**Aim of the exercise:** How many lines of the rows below contain the string "metal"? Reply with the number alone.

**Available records:**
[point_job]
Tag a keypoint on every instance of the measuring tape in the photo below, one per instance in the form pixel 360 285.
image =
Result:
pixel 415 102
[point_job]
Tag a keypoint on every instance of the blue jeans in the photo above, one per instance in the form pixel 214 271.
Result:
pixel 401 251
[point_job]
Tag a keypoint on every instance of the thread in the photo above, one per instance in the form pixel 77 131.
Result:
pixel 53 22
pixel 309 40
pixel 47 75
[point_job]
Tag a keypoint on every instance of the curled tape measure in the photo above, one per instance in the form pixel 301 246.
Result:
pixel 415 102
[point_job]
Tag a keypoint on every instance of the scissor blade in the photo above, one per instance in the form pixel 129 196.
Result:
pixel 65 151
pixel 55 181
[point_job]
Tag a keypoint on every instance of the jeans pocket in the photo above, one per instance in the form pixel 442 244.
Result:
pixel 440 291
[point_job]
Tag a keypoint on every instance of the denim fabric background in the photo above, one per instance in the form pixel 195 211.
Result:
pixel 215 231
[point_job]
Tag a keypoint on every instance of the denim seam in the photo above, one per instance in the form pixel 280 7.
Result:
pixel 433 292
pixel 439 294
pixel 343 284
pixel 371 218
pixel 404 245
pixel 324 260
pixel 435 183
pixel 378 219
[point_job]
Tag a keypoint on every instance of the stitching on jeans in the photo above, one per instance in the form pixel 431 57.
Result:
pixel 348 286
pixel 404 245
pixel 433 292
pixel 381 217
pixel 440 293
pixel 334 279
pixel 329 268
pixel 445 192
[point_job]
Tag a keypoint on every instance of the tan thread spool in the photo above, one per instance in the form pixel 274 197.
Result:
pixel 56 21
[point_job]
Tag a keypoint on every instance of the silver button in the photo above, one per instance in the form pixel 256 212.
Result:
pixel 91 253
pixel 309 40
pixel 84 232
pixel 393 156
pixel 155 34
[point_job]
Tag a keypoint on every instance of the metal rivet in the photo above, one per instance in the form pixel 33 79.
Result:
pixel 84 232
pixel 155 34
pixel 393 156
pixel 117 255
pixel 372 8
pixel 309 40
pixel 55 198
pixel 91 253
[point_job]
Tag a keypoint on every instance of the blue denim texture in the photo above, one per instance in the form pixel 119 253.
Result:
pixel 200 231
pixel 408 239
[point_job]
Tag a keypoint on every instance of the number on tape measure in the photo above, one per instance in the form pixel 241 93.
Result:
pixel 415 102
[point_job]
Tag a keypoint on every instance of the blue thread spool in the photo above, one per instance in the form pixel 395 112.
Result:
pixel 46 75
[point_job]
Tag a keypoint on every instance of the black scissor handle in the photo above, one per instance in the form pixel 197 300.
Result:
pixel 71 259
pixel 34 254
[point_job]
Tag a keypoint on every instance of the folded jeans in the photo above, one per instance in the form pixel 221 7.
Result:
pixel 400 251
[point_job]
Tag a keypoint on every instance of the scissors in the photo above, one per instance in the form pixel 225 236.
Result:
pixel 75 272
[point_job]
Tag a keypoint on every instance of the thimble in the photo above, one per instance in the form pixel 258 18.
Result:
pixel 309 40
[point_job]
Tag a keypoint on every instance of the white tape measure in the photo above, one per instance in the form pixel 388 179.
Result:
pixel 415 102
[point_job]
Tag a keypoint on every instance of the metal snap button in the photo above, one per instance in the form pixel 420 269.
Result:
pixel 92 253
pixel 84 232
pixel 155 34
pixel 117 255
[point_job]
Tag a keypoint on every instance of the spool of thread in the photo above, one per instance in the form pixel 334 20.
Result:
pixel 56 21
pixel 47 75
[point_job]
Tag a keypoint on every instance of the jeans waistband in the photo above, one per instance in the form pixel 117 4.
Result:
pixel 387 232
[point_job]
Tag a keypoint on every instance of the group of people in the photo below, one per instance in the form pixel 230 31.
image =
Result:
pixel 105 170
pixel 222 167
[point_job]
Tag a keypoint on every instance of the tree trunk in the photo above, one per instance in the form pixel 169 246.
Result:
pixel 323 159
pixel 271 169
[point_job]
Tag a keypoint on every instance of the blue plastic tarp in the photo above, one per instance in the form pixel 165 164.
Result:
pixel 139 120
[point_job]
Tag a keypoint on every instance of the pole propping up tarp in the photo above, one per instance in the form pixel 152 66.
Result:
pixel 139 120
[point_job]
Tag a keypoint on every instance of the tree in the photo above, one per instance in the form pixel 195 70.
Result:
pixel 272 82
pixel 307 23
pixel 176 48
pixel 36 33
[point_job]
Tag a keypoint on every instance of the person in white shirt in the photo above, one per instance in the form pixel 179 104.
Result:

**Correct answer:** 2